Transcribe sin cambios el pasaje del fragmento proporcionado que va desde "Publicado el 23" hasta "que yo mismo.".
== FRAGMENTO PROPORCIONADO
Desdecirse

Publicado el 23 de abril de 2025, 22:25

Los otros son a menudo testigos mudos pero infatigables de nuestras acciones. Su juicio –tan certero casi siempre- dibuja señales que nos resultan ajenas cuando nos las muestran, aunque cincelen los vívidos rasgos de nuestros rostros y de nosotros, sus autores. Me hice a la idea de que me acostumbraran a ver como una persona seria y discreta, testimonio que a menudo redundó en beneficio propio, por aquello de que la discreción se valora al alza en tiempos de exposición como estos. Confieso que obtengo no pocas ventajas de aquel que no me sé, del fantasma que ignoro, de quien otros dicen que soy. Pero me sorprende ser eso, aunque lo use a mí favor. Ese otro que ellos ven soy también yo, incluso más propiamente yo, a veces, que yo mismo.

No salgo al mundo desde mi interior, sino que me descubro al salir al mundo. Por eso decía Sócrates: Habla, para que te pueda ver, como si lo que se muestra en realidad estuviera ocultando otros aspectos, como la luna que sólo nos ilumina con una de sus caras. Vemos a los otros como cuerpos opacos, y fantaseamos con la vida intensa o indiferente que se empeñaron en vivir. La palabra, en cambio, nos vela y nos revela. Muestra tanto como esconde. Engaña y dice verdad. Los niños aprenden a mentir a partir del momento en que aprenden a decirse, y descubren casi sin notarlo el poder engañoso de los vocablos. De mayores, advertidos de esa fuerza que vive en las palabras, solemos abandonarnos durante más tiempo a prolongados silencios, porque la bestia necesita descansar y busca un rincón en el que reposar su inquietud. Decir nos muestra, nos abre en canal a ojos extraños y, por ello, a veces debemos ocultarnos y hasta mentir. Una vía regia es ese decir que nos manifiesta. Una vía expedita.

Y la vida, al principio, en su albor, es más un decir que otra cosa. El joven ignora hasta qué punto ese decir le hará contraer deudas consigo mismo y le conducirá de forma inadvertida hacia un fracaso que sólo él llegará a conocer en toda su extensión, pues fue el dueño de sus palabras, el amo de sus promesas, que dilapidó no bien fueron pronunciadas en vano. Decimos, pues, para hacer lo que luego no haremos. O para convencernos de que deberíamos hacerlo sin que ello, por sí solo, nos empuje a la acción. La especie humana puede prometer, y en toda promesa duerme la larva de una traición, de un incumplimiento. La palabra, que fija el mundo, condena al viviente a percatarse del contraste entre lo que prometió y lo que logró después, entre la promesa y su materialización vital. La palabra es la espuela que se nos hinca en los ijares, nos empuja y o nos condena o nos salva. Pero el joven no lo sabe aún, y malbarata las palabras como si éstas no hubieran de convertirse en los barrotes que lo encarcelarán luego o en la llave maestra que lo liberará de su prisión. La palabra apenas vale nada y, sin embargo, lo es todo. Por eso el delirio y la locura germinan allá más que en el mutismo, porque el silencio siempre puede pasar inadvertido, como si fuera otra cosa, un deje de prudencia quizás, un ensimismamiento meditabundo; pero la palabra transparente duele o calma, sostiene o hunde, deja ver u oculta La palabra nos dice y nos desdice. Desdecirnos es el primitivo destino vital, del que pocos hombres llegan a salvarse con el paso continuado de los días.
====
== MATERIAL PROPORCIONADO
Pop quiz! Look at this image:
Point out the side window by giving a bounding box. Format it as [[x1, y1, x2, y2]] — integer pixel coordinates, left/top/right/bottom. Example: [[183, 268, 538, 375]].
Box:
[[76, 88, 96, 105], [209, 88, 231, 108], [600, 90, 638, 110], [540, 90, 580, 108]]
====
_RESPUESTA ESCRITA:_
Publicado el 23 de abril de 2025, 22:25

Los otros son a menudo testigos mudos pero infatigables de nuestras acciones. Su juicio –tan certero casi siempre- dibuja señales que nos resultan ajenas cuando nos las muestran, aunque cincelen los vívidos rasgos de nuestros rostros y de nosotros, sus autores. Me hice a la idea de que me acostumbraran a ver como una persona seria y discreta, testimonio que a menudo redundó en beneficio propio, por aquello de que la discreción se valora al alza en tiempos de exposición como estos. Confieso que obtengo no pocas ventajas de aquel que no me sé, del fantasma que ignoro, de quien otros dicen que soy. Pero me sorprende ser eso, aunque lo use a mí favor. Ese otro que ellos ven soy también yo, incluso más propiamente yo, a veces, que yo mismo.